··· DATA ENTRIES
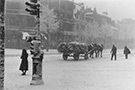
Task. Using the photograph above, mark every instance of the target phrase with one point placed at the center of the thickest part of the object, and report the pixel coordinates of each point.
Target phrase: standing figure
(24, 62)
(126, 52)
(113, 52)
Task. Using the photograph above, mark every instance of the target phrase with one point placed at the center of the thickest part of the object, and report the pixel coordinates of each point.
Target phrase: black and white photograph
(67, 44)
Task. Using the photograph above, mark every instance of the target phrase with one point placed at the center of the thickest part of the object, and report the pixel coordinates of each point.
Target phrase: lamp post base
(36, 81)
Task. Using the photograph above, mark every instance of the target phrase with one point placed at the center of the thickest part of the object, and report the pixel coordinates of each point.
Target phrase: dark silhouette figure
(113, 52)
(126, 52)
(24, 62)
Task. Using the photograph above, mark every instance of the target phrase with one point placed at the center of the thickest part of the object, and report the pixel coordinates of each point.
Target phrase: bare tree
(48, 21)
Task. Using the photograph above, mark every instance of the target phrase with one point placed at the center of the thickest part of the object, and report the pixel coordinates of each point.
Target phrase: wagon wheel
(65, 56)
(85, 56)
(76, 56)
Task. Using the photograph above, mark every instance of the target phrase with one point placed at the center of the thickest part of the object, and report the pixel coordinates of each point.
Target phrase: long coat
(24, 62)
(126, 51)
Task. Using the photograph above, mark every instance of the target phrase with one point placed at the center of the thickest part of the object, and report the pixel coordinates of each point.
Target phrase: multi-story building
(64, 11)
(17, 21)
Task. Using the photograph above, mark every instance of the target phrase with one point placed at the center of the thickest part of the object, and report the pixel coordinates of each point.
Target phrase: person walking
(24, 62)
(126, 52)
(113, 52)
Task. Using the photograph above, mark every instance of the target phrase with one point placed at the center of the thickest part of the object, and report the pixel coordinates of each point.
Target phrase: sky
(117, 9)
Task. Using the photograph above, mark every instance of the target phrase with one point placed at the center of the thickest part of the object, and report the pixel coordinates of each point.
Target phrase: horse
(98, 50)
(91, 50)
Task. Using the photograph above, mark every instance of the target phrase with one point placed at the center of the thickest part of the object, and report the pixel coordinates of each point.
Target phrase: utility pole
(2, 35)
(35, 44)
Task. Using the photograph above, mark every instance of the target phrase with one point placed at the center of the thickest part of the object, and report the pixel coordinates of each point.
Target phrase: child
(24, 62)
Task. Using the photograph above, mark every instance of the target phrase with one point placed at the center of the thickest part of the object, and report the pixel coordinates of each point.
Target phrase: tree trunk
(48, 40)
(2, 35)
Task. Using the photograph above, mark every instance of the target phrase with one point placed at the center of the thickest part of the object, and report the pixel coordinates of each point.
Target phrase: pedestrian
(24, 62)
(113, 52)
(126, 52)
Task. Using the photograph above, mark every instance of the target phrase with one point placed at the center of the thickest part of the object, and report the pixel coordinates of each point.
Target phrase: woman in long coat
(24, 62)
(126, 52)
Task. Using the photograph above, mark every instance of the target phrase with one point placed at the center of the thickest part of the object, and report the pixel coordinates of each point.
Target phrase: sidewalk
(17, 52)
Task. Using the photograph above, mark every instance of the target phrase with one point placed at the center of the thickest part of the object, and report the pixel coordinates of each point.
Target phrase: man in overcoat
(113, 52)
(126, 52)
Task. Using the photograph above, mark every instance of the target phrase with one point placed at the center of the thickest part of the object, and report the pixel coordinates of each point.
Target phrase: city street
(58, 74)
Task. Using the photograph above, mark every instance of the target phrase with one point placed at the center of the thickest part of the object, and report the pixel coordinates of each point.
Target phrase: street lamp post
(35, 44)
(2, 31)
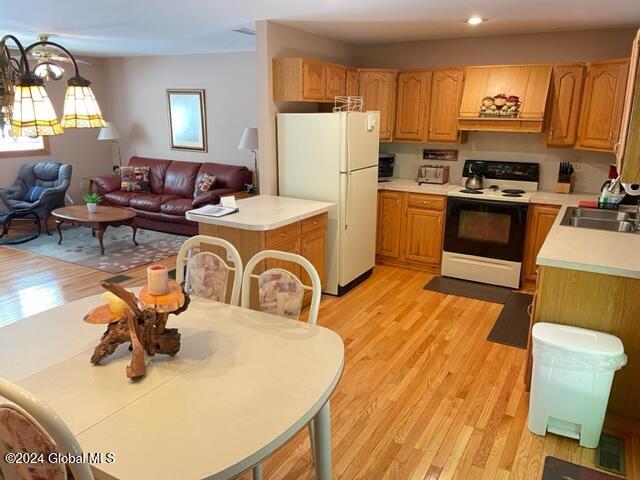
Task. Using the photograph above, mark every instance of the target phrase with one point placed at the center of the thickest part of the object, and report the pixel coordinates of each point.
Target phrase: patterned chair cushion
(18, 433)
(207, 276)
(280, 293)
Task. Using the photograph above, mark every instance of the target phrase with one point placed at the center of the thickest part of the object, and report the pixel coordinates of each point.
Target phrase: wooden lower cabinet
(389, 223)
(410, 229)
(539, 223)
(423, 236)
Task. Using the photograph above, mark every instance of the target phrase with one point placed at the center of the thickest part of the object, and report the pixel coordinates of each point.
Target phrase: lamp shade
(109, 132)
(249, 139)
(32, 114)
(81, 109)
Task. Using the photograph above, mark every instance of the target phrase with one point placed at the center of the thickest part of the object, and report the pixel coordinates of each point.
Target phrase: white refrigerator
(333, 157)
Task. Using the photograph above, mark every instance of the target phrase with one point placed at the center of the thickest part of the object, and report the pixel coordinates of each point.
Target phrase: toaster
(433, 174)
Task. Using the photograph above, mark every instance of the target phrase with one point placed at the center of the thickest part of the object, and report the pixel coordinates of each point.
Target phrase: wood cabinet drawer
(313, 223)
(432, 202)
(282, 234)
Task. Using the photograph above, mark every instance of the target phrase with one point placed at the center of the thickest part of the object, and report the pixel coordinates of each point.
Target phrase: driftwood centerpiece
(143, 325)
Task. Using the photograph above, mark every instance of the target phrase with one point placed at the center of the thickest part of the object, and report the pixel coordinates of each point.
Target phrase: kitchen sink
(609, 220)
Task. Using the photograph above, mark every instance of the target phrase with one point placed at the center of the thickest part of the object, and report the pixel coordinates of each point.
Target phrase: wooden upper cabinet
······
··· DATA ENTRIES
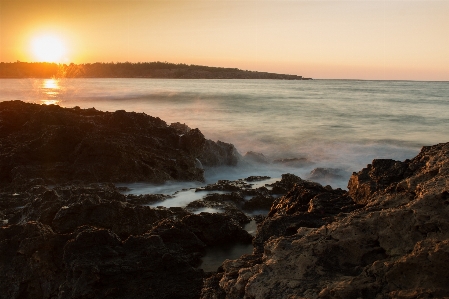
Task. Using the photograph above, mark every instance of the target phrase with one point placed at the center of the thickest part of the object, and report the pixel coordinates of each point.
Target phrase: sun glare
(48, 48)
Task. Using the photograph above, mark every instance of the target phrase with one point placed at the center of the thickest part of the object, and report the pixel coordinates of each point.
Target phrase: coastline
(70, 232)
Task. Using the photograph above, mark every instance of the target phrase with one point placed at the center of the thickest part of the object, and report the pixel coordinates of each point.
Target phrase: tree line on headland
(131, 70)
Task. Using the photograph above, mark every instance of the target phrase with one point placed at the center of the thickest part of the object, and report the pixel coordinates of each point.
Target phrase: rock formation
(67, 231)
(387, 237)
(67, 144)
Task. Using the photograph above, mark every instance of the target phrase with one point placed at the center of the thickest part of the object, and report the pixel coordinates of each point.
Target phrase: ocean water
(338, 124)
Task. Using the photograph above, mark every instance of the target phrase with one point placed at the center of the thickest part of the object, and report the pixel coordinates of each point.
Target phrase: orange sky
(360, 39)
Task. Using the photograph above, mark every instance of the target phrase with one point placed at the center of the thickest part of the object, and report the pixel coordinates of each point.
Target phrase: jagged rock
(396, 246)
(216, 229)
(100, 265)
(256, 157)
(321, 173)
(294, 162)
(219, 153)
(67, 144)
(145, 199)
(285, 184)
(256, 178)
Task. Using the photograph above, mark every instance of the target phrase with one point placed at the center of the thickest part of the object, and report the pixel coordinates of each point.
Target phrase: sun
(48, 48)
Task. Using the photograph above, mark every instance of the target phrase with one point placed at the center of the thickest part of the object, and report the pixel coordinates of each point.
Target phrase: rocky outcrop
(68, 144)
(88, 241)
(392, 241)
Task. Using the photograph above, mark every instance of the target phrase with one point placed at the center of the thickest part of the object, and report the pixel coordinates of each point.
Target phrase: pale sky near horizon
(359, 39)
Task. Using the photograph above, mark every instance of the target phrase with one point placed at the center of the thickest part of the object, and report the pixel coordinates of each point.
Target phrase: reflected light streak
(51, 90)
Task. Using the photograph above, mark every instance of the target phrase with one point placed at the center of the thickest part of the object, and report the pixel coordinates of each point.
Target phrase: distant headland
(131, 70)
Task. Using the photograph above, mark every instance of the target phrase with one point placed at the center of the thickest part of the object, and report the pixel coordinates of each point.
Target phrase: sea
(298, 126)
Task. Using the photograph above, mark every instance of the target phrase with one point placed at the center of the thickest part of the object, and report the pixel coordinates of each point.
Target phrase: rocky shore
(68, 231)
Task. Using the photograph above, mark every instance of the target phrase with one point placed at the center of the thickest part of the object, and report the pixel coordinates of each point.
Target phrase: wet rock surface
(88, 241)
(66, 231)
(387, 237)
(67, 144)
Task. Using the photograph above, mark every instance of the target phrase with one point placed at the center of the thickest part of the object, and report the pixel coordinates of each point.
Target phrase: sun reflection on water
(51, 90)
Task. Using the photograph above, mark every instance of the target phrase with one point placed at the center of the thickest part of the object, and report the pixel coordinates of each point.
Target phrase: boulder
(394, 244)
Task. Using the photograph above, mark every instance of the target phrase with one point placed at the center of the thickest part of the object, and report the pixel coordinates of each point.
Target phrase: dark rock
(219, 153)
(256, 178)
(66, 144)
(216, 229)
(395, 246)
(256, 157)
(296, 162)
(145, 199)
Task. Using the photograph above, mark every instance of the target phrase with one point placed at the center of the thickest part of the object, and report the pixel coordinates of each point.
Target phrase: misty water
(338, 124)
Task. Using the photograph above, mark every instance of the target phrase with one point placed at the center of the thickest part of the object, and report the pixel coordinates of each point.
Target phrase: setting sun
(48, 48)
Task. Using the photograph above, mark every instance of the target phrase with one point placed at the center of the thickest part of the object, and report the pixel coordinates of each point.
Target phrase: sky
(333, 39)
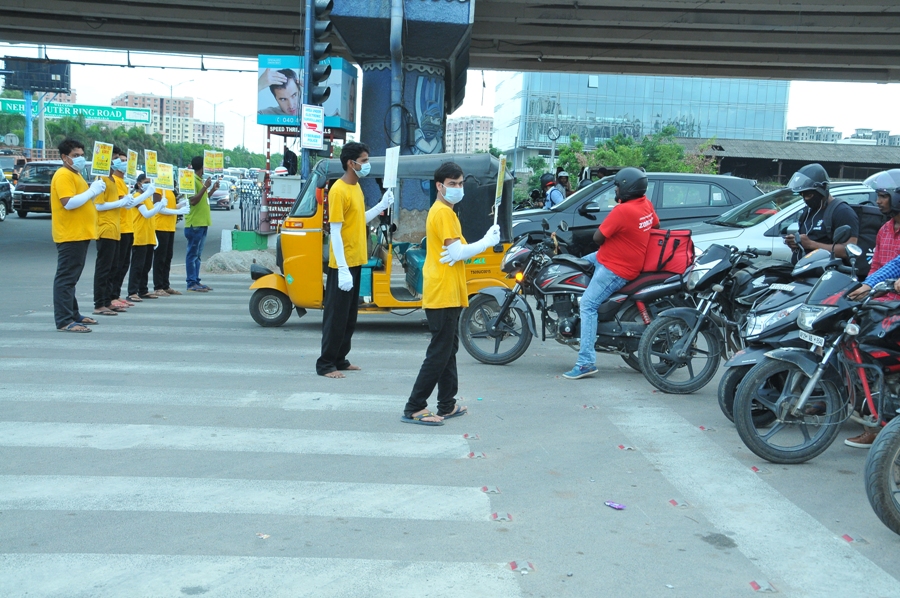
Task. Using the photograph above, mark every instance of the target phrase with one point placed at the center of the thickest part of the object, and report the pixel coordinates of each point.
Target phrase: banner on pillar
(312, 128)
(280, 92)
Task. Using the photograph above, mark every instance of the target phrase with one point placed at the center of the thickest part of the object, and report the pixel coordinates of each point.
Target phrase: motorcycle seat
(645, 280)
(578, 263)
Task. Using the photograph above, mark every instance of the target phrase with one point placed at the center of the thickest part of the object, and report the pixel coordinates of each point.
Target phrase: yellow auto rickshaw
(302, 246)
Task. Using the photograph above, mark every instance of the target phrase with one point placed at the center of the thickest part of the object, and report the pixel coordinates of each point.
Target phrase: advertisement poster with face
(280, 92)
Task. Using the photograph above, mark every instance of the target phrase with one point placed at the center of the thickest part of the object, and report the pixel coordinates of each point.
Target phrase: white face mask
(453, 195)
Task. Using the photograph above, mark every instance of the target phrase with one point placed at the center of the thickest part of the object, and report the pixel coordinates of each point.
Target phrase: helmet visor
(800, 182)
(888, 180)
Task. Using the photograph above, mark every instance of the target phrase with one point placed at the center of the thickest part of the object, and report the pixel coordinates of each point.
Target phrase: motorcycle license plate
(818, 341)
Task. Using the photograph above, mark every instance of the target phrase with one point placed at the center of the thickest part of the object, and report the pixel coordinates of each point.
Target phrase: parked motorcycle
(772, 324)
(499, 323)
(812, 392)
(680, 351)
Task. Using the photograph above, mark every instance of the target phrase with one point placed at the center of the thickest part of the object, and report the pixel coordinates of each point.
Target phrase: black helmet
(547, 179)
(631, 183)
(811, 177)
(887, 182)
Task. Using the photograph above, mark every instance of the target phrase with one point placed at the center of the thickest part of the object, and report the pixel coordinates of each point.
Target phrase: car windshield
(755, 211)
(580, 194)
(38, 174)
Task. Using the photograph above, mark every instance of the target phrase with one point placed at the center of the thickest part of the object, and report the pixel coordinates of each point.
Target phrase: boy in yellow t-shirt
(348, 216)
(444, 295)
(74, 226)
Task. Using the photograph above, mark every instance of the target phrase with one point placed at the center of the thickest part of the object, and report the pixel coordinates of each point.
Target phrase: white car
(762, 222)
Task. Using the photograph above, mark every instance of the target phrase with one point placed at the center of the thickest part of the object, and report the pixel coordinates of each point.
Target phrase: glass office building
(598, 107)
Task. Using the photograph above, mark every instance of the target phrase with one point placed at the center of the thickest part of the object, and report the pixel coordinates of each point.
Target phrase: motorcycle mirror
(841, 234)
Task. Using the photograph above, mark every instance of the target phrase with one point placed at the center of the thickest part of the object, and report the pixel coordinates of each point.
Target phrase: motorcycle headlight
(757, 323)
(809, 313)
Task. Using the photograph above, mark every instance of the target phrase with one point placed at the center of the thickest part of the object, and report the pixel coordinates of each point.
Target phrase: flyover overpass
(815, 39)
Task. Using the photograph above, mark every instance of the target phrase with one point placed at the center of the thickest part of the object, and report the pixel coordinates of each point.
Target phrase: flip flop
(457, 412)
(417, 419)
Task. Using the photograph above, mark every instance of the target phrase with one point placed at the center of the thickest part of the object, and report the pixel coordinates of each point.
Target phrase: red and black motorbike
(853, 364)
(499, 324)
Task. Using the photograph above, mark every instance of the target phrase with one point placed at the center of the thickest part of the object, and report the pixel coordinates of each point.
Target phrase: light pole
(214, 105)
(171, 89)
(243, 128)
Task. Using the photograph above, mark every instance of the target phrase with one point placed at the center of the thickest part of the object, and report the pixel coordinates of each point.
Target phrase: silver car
······
··· DATA ENTRIES
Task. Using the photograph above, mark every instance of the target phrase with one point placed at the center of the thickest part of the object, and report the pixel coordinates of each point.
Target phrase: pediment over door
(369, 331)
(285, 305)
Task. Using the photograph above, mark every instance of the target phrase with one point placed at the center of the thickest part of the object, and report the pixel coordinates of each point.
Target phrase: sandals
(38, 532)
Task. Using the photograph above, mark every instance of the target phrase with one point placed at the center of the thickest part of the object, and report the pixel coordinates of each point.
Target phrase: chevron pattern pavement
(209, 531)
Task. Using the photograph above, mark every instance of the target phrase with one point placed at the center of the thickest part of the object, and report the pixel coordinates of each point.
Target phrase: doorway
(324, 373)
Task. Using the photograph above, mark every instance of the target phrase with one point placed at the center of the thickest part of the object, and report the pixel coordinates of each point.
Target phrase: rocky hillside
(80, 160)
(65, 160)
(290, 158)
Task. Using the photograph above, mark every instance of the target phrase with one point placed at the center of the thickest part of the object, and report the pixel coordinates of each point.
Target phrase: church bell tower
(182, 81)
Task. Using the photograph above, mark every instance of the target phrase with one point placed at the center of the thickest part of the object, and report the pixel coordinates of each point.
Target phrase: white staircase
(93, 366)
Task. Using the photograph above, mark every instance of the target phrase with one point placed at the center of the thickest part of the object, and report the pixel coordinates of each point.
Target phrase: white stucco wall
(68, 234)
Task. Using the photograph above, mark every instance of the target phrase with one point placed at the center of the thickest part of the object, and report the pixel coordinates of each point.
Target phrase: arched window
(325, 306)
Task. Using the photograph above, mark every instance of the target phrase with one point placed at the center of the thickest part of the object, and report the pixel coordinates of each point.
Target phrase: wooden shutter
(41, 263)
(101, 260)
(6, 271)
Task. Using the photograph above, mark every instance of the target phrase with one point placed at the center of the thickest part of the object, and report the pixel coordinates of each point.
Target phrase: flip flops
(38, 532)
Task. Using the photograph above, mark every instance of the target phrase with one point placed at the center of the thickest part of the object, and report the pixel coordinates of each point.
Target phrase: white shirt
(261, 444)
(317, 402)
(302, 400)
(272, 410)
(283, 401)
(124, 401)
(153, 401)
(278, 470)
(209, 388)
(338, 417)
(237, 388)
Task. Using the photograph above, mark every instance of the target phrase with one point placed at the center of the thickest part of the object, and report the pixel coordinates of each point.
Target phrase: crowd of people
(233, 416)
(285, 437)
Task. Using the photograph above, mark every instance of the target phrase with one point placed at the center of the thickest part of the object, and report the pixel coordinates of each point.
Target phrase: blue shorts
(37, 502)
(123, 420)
······
■ **TASK PROMPT**
Count the rows above that contain the string "figure", with uppercase and lowercase treated as different. Reply with the number only.

■ **COMPLETED EXERCISE**
2